§ **Given text**
↓↓↓

Construct a matrix from a one-dimensional packed array

Parameters:

vals - One-dimensional array of doubles, packed by columns (ala Fortran).

m - Number of rows.

Throws:

IllegalArgumentException - Array length must be a multiple of m.

Method Detail

constructWithCopy

public static Matrix constructWithCopy(double[][] A)

Construct a matrix from a copy of a 2-D array.

Parameters:

A - Two-dimensional array of doubles.

Throws:

IllegalArgumentException - All rows must have the same length

copy

public Matrix copy()

Make a deep copy of a matrix

clone

public Object clone()

Clone the Matrix object.

Overrides:

clone in class Object

getArray

public double[][] getArray()

Access the internal two-dimensional array.

Returns:

Pointer to the two-dimensional array of matrix elements.

getArrayCopy

public double[][] getArrayCopy()

Copy the internal two-dimensional array.

Returns:

Two-dimensional array copy of matrix elements.

getColumnPackedCopy

public double[] getColumnPackedCopy()

Make a one-dimensional column packed copy of the internal array.

Returns:

Matrix elements packed in a one-dimensional array by columns.

getRowPackedCopy

public double[] getRowPackedCopy()

Make a one-dimensional row packed copy of the internal array.

Returns:

Matrix elements packed in a one-dimensional array by rows.

getRowDimension

public int getRowDimension()

Get row dimension.

Returns:

m, the number of rows.

getColumnDimension

public int getColumnDimension()

Get column dimension.

Returns:

n, the number of columns.

get

public double get(int i,
                  int j)

↑↑↑

§ **Job 1**
Pick out each line of the listing that contains the word "white", and copy those lines. Letter case must match.
The listing that follows has no connection to the matrix class documentation.

§ **Provided records**
↓↓↓

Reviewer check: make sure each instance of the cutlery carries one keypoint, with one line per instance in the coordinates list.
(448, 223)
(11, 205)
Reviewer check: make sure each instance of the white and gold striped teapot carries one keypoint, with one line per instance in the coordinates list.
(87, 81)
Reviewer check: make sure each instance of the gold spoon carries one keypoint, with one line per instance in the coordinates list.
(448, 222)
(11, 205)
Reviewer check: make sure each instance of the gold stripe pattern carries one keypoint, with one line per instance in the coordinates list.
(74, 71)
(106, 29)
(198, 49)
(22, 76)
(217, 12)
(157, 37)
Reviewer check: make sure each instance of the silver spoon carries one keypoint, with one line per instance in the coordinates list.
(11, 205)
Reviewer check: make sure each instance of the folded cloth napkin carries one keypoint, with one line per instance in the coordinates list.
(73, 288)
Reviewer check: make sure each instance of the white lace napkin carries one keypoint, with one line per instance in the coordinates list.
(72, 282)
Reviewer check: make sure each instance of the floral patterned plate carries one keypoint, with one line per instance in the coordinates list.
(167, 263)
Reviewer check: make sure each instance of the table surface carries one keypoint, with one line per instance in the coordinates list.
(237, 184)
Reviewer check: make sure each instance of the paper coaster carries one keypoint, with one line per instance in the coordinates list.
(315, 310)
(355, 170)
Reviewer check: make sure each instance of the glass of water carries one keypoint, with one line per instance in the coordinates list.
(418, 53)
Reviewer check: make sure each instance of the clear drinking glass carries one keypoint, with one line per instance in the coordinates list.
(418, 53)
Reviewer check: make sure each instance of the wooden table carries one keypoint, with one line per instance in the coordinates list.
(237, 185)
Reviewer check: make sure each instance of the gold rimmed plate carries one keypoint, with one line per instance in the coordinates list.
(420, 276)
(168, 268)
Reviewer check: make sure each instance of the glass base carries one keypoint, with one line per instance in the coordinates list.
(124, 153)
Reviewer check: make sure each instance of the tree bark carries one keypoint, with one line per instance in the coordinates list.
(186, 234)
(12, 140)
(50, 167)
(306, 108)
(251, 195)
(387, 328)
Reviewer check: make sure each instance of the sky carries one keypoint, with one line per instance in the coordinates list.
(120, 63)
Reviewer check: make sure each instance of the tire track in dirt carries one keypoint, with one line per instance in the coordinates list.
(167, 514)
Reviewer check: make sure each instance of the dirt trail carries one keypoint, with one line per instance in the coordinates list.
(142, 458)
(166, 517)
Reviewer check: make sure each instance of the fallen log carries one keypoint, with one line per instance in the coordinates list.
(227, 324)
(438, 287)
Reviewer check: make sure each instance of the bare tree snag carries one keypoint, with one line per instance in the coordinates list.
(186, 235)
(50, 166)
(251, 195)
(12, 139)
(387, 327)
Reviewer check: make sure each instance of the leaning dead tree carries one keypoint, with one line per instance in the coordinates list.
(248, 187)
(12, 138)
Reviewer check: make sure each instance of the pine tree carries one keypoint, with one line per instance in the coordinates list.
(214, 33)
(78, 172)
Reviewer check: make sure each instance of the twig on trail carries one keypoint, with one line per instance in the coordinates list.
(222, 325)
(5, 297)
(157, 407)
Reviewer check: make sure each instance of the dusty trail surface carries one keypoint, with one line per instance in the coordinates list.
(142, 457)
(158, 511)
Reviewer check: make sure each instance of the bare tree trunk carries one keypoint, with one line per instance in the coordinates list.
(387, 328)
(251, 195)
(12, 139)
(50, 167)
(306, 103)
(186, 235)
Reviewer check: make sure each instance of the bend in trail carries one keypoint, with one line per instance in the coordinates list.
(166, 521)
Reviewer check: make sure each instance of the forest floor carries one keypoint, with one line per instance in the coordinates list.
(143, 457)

↑↑↑

§ **Job 2**
Print the stretch of the matrix class documentation from "IllegalArgumentException - Array" through "array of doubles.".

§ **Correct response 1**
Reviewer check: make sure each instance of the white and gold striped teapot carries one keypoint, with one line per instance in the coordinates list.
Reviewer check: make sure each instance of the white lace napkin carries one keypoint, with one line per instance in the coordinates list.

§ **Correct response 2**
IllegalArgumentException - Array length must be a multiple of m.

Method Detail

constructWithCopy

public static Matrix constructWithCopy(double[][] A)

Construct a matrix from a copy of a 2-D array.

Parameters:

A - Two-dimensional array of doubles.